> **Provided material**
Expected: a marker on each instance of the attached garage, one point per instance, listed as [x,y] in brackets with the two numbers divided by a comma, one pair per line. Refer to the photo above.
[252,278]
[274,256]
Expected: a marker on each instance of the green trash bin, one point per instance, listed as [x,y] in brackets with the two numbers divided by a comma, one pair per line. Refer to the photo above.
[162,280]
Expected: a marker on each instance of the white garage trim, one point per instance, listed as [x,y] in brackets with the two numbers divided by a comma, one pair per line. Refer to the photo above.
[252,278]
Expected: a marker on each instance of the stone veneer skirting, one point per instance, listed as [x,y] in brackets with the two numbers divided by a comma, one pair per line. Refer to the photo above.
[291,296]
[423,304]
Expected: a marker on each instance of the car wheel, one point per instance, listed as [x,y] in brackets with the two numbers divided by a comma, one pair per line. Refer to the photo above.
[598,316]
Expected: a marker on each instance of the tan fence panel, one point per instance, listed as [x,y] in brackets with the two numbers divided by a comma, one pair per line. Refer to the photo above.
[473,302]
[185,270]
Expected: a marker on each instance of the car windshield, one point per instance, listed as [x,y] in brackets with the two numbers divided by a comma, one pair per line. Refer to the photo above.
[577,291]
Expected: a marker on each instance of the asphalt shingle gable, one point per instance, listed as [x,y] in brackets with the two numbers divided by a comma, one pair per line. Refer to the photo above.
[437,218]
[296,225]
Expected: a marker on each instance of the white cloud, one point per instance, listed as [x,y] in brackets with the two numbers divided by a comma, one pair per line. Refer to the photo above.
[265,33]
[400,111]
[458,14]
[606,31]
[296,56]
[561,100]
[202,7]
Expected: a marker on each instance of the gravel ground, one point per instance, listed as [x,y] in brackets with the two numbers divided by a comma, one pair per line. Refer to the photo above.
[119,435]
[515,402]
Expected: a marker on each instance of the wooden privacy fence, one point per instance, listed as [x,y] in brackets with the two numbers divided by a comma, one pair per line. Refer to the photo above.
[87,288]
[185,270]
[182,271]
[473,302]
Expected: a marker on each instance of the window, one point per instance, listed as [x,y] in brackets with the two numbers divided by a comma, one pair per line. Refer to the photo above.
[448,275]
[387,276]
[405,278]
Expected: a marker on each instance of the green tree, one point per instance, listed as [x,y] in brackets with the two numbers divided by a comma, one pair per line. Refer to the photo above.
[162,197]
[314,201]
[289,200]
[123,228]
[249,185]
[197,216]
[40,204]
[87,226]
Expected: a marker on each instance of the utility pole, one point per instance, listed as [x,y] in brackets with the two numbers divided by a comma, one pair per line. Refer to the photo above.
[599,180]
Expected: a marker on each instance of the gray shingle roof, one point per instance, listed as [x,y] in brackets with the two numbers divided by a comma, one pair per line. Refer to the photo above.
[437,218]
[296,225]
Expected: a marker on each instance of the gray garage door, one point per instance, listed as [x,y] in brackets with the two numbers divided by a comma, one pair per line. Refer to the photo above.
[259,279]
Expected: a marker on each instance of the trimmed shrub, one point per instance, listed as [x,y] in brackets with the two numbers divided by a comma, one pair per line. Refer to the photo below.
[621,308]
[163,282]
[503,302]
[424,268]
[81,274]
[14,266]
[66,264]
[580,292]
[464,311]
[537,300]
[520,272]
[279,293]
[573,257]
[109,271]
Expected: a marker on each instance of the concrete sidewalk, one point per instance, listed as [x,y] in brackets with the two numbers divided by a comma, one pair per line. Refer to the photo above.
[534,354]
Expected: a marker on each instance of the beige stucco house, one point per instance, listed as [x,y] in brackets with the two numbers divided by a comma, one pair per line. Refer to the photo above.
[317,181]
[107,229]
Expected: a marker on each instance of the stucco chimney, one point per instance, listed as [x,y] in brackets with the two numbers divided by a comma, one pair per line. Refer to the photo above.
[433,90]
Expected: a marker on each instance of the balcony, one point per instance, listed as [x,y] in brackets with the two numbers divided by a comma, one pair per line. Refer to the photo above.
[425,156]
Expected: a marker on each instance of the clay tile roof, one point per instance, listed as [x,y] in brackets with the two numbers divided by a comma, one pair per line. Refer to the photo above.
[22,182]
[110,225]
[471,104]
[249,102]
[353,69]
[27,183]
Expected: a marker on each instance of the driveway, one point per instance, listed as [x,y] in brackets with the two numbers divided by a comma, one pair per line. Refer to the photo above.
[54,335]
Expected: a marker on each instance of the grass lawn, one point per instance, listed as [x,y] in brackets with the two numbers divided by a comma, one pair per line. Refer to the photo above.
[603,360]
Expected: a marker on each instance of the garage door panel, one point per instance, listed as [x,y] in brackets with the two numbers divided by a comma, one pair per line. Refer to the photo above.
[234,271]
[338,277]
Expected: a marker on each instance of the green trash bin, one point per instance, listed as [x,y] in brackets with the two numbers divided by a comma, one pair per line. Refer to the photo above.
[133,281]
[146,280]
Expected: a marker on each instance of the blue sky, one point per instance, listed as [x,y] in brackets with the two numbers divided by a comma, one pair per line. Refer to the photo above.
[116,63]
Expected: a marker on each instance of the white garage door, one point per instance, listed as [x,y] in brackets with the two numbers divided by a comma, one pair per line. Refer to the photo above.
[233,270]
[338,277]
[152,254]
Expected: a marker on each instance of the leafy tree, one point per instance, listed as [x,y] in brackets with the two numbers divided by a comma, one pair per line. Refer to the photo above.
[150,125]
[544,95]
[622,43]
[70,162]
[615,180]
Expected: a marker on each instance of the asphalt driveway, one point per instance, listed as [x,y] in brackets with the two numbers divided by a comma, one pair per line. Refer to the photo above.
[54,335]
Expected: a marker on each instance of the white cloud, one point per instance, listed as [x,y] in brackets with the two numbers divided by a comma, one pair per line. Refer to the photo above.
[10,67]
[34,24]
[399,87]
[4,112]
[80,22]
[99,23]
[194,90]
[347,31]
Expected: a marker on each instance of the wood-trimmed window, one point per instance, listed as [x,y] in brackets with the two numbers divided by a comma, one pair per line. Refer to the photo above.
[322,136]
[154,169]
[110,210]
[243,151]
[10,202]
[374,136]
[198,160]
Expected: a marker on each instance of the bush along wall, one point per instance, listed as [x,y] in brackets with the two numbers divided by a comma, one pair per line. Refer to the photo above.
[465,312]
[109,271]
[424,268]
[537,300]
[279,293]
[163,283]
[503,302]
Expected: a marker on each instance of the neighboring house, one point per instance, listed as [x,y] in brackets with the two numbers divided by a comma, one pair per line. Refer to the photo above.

> **Task instructions**
Extract all of the data above and output it character for character.

> **Solution to this problem**
Expected: a marker on each instance of the attached garage, one point per instance, listed as [x,y] in brackets with the two numbers divided by a comma, one pair per line. Refer to the photo above.
[252,278]
[274,256]
Expected: a marker on each instance of the green trash bin, one point per instance, listed as [x,y] in brackets with the two numbers divided by a comma, one pair per line. Refer to the photo above.
[162,280]
Expected: a marker on each instance of the white garage trim, one point per instance, listed as [x,y] in brackets with the two numbers divided by a comma, one pair per line. Refer to the photo above.
[252,278]
Expected: a marker on each instance of the stone veneer skirting, one point per instance, listed as [x,y] in brackets with the two numbers divided by a comma, one pair per line. Refer to the photo above.
[291,296]
[423,304]
Expected: a marker on each instance of the car wheel, one point per instance, listed as [x,y] in brackets with the two numbers divided by a comma, one pair per line. Refer to the photo above.
[598,316]
Expected: a marker on each instance of the tan fence panel, one point per instance, listed as [x,y] in brackets with the two numbers divided by a comma, one pair per line. Refer to the photo above.
[473,302]
[185,270]
Expected: a marker on each instance of the car windshield, one point per instance, listed as [x,y] in brackets with the two numbers divided by a comma, one pair per line. Refer to the photo above.
[577,291]
Expected: a marker on each instance of the asphalt shingle gable, one point per instance, listed as [x,y] in brackets with the two numbers divided by a comma, one pair per line. Refer to the photo above.
[437,218]
[296,225]
Expected: a marker on each instance of the white cloud, one point per instance, listed as [x,y] in brackets with the two numbers divided by a comma, one pair per line. Refer to the photo above.
[265,33]
[400,111]
[458,14]
[606,31]
[296,56]
[561,100]
[202,7]
Expected: a marker on each instance of the gravel ground, one point per instance, listed as [x,y] in brackets with the two numbers divided by a comma, one pair per line. Refer to the photo above.
[119,435]
[515,402]
Expected: a marker on each instance of the wooden privacy fence, one point per instance, listed as [x,y] in brackets with the two numbers divided by a comma, one pair per line. Refer to the photo above.
[87,288]
[185,270]
[182,271]
[473,302]
Expected: a marker on each instance of the window, one point per instance, listed as [x,y] in brackets with the two numbers divided by a comma, one pair per line. Refer to the photo above.
[448,275]
[387,276]
[405,278]
Expected: a marker on each instance of the green tree, one point per instance, listed as [x,y] in brackets with the two numbers divided by a comma, one pair per line. Refer to the photo above.
[162,197]
[314,201]
[289,200]
[123,228]
[249,185]
[197,216]
[40,204]
[87,226]
Expected: a marker on each instance of the utility pole, one point per instance, listed as [x,y] in brackets with the two numbers divided by a comma, one pair per line. Refer to the photo above.
[599,180]
Expected: a marker on each instance of the gray shingle roof, one point per instance, listed as [x,y] in brackets with the two numbers divided by a comma, one pair per line. Refer to the photo above.
[437,218]
[296,225]
Expected: a marker on each instance of the gray garage door, one point per instance, listed as [x,y] in brackets with the two numbers divided by a comma, one pair per line. Refer to the photo above.
[259,279]
Expected: a marker on each instance of the trimmed shrub, one point per instance, listed as [x,y] in brackets with the two numbers divided by a comma, one pair per line. Refer to the photo below.
[621,308]
[163,282]
[503,302]
[424,268]
[81,274]
[14,266]
[66,264]
[580,292]
[464,311]
[537,300]
[520,272]
[279,293]
[573,257]
[109,271]
Expected: a marker on each instance of the concrete sidewalk, one point per instance, listed as [x,y] in brackets with the two numbers divided by a comma, one pair per line. Refer to the photo above.
[534,354]
Expected: a marker on each instance of the beige stucco house, one point per instance, listed as [x,y] in brackets with the two numbers divided by a comma, one pair per line. Refer to the photo above.
[317,181]
[107,229]
Expected: a marker on each instance of the stucco chimney, one point per instance, listed as [x,y] in brackets with the two numbers divided by a comma, one pair per line. Refer to the photo above.
[433,90]
Expected: a marker on each instance of the balcony, one point per instance, listed as [x,y] in brackets with the two numbers divided by a comma, one pair per line. Refer to the photo above.
[425,156]
Expected: a marker on each instance of the clay tile roof, one point per instance, listed as [x,y] in brackets with the two numbers divided by a comma, one pair per line. Refer to the photo above.
[22,182]
[110,225]
[471,104]
[249,102]
[353,69]
[27,183]
Expected: a marker on each instance of the driveway, one point per instance, listed as [x,y] in brackets with the two numbers divided by a comma, one pair per line. Refer to the photo above.
[54,335]
Expected: a marker on each instance of the grass lawn, one point per instance, listed as [x,y] in brackets with the two numbers divided by a comma, one pair per line. Refer to the photo above.
[603,360]
Expected: a marker on each instance of the garage door panel, one point per instance, listed as [x,y] in brackets with the two numbers divided by a comma, one pair per line. Refer to the photo above.
[234,271]
[338,277]
Expected: a marker on each instance of the green trash bin, one point per instance, listed as [x,y] in brackets with the two numbers divided by a comma, one pair per line. Refer to the photo above.
[133,281]
[146,280]
Expected: a marker on each instance of the blue sky, one point per instance, listed as [x,y] in brackets with the two numbers divided by a comma, one pair per line. Refer to the photo above.
[116,63]
Expected: a marker on each instance of the white garage door, one point per instance, listed as [x,y] in brackets with the two numbers divided by a comma, one pair per line. Refer to the photo above.
[233,270]
[338,277]
[152,254]
Expected: a marker on each instance of the leafy tree, one point per instance, listed as [x,y] in brackets with the two numbers divided by a comma, one pair per line. Refer to the photo above.
[150,125]
[544,95]
[622,43]
[70,162]
[615,180]
Expected: a marker on each instance of the asphalt driveway, one point per instance, listed as [x,y] in brackets with the two numbers divided by a comma, one pair per line. Refer to the photo above.
[54,335]
Expected: a marker on each instance of the white cloud, one point per instance, listed as [x,y] in brackets with the two numbers divided by a comma, one pair per line. Refer to the photo above.
[10,67]
[34,24]
[399,87]
[4,112]
[80,22]
[99,23]
[194,90]
[347,31]
Expected: a marker on each instance of the wood-trimmed window, one point per instance, listed as [x,y] in brackets with the two numbers divided by a comma, one pair per line. Refer to the photo above.
[322,136]
[154,169]
[110,210]
[243,151]
[10,202]
[374,136]
[198,160]
Expected: a marker on each instance of the bush along wall, one point per instance, listed as [x,y] in brackets with the two numbers divided by a comma, one pair per line. Refer to the photo above.
[465,312]
[109,271]
[424,268]
[537,300]
[279,293]
[163,283]
[503,302]
Expected: a marker on each instance of the neighboring house, one point per instance, listed as [x,y] in brackets with the two numbers divided by a comma, one pair per line. Refer to the photo above.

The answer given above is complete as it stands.